* _The problem_: Copy the data precisely, keeping every character.

---------- Material

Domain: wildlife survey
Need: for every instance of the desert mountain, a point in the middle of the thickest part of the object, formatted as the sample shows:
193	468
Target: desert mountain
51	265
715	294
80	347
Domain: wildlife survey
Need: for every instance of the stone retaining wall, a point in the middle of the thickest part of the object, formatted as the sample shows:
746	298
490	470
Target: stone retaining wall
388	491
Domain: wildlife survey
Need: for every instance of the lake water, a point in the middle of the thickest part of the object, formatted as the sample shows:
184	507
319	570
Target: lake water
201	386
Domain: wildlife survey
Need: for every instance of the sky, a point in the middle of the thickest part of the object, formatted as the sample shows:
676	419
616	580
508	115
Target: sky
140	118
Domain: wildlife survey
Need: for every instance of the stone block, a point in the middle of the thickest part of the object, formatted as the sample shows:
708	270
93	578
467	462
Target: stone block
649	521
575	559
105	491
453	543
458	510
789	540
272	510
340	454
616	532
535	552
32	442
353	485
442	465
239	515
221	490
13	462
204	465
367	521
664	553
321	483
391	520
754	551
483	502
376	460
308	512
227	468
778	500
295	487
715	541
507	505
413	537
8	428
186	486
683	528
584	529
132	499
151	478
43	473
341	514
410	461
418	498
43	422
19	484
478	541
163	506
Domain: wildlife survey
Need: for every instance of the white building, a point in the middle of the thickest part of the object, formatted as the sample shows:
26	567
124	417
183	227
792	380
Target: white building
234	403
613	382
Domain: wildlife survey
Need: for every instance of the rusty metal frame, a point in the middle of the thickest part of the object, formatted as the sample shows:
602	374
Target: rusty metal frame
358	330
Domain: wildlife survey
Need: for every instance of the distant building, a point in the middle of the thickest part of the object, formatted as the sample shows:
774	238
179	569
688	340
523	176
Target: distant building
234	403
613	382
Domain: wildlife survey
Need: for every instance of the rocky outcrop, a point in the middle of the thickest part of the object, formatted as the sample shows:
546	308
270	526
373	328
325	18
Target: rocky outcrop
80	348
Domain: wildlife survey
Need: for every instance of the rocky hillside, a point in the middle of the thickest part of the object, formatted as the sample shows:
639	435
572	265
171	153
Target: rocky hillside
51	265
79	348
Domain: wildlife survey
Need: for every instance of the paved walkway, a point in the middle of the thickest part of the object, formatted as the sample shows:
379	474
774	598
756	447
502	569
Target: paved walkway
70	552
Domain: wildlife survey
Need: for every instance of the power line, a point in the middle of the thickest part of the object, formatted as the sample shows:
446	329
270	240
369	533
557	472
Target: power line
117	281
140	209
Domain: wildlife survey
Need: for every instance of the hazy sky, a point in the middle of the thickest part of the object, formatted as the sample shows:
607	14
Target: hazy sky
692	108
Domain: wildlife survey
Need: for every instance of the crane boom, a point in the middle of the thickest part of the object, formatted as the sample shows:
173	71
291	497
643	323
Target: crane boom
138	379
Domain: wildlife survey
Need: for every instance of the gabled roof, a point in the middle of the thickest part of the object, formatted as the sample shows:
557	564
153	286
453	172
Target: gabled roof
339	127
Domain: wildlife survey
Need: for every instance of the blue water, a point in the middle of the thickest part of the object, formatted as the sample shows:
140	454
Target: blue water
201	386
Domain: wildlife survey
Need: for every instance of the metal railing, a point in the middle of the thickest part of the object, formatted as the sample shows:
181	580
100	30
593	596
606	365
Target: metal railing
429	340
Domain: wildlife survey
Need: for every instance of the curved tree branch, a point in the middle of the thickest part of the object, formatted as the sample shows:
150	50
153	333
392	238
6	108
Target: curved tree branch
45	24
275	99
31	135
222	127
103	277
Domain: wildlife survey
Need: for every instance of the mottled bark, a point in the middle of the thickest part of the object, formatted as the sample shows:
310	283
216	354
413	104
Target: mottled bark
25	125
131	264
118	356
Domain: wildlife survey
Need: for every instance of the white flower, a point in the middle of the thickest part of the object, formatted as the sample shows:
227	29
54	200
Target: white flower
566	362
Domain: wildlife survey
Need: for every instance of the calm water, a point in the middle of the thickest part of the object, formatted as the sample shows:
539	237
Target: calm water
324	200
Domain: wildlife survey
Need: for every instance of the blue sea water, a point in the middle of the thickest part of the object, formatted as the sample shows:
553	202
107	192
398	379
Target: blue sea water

--------------------

* _Final answer_:
Domain: wildlife survey
Need: for every instance of the desert mountain, a point in the middle of the thickest part of the object, formatted as the sample shows:
193	468
Target: desert mountain
51	265
715	294
80	347
Domain: wildlife survey
Need: for every instance of the stone retaining wall, a point in the middle of the thickest part of the object, formatted as the sample shows:
746	298
490	470
Target: stone retaining wall
388	491
Domain: wildlife survey
Need: for every instance of the lake water, a point in the middle of the thickest part of the object, formatted as the sample shows:
184	507
319	570
Target: lake water
201	386
Domain: wildlife survey
Need: for every instance of the sky, a point in the middle of the thickest part of the object, formatted as the sample shows:
676	419
616	580
508	115
Target: sky
140	118
Domain: wildlife survey
Need: for every instance of the stone block, a point in the middle of the thickest part of the object, formatted as the sample shows:
708	270
93	578
467	462
Target: stone block
649	521
575	559
105	491
453	543
458	510
789	540
272	510
340	454
616	532
535	552
32	442
353	485
442	465
239	515
221	490
13	462
204	465
367	521
664	553
321	483
391	520
754	551
483	502
376	460
308	512
227	468
778	500
295	487
715	541
507	505
413	537
8	428
186	486
683	528
584	529
132	499
151	478
43	473
341	514
410	461
418	498
43	422
19	484
478	541
163	506
Domain: wildlife survey
Need: for every instance of the white building, a point in the middle of the thickest part of the object, formatted as the sample shows:
26	567
124	417
183	227
792	380
Target: white building
234	403
613	382
Domain: wildlife survey
Need: for every instance of the rusty metal frame, a point in the middle of the thickest part of the object, formatted as the sample shows:
602	374
Target: rusty metal frame
358	330
Domain: wildlife survey
Need: for every instance of the distant building, a point in the middle of the thickest part of the object, formatted as the sample shows:
774	238
179	569
688	340
523	176
Target: distant building
234	403
613	382
Domain: wildlife survey
Need: for every instance of the rocky outcrop, a point in the middle of the thickest part of the object, formatted as the sample shows:
546	308
270	526
373	328
325	18
Target: rocky outcrop
80	348
Domain: wildlife survey
Need: for every instance of the rocky hillside, a point in the middle of the thickest part of the object, formatted as the sample shows:
639	435
572	265
171	153
Target: rocky hillside
51	265
79	348
Domain: wildlife survey
Need: for every instance of the paved walkway, a point in the middle of the thickest part of the object, formatted as the sample shows:
379	474
774	598
756	447
502	569
Target: paved walkway
70	552
Domain: wildlife survey
Need: for every instance of the power line, a point in the middle of the thickest part of the object, formatted as the sample shows:
446	329
270	240
369	533
557	472
Target: power line
117	281
140	209
Domain: wildlife survey
Need: for every instance of the hazy sky, a point in the middle of the thickest part of the object, formatted as the sample shows:
607	14
Target: hazy sky
692	108
Domain: wildlife survey
Need: for every instance of the crane boom, a point in the middle of the thickest part of the object, formatted as the sample shows:
173	71
291	497
643	323
Target: crane boom
138	379
Domain: wildlife survey
Need: for every instance of the gabled roof, a point in the middle of the thickest part of the object, formatted as the sample shows:
557	564
153	286
453	172
Target: gabled roof
339	127
Domain: wildlife survey
Need: for every instance of the blue water, a point in the middle of the thickest part of the object, formatted as the sample shows:
140	454
Target: blue water
201	386
Domain: wildlife survey
Need: for every instance of the metal railing, a point in the middle of the thickest part of the object, formatted as the sample shows:
181	580
100	30
593	596
606	365
Target: metal railing
429	340
Domain: wildlife survey
Need: for every instance of the curved tree branch, a point in the middle of the thickest part of the object, formatted as the sample shows:
150	50
153	333
392	238
6	108
Target: curved tree branch
45	24
275	99
31	135
222	127
103	277
Domain: wildlife survey
Need: for every instance of the mottled bark, a point in the middle of the thickest part of the object, formatted as the sample shows:
310	283
216	354
413	104
Target: mottled bark
25	125
131	264
118	356
Domain: wildlife survey
Need: for every instance of the white flower, a point in the middle of the thickest part of the object, formatted as the sample shows:
227	29
54	200
Target: white flower
566	362
Domain: wildlife survey
Need: for every instance of the calm water, a point in the middle of the thickest part of the object, formatted as the sample shows:
539	237
Target: calm water
324	200
Domain: wildlife survey
Need: for every instance of the blue sea water, a point in the middle of the thickest part of the object, formatted as the sample shows:
553	202
107	192
398	379
Target: blue sea water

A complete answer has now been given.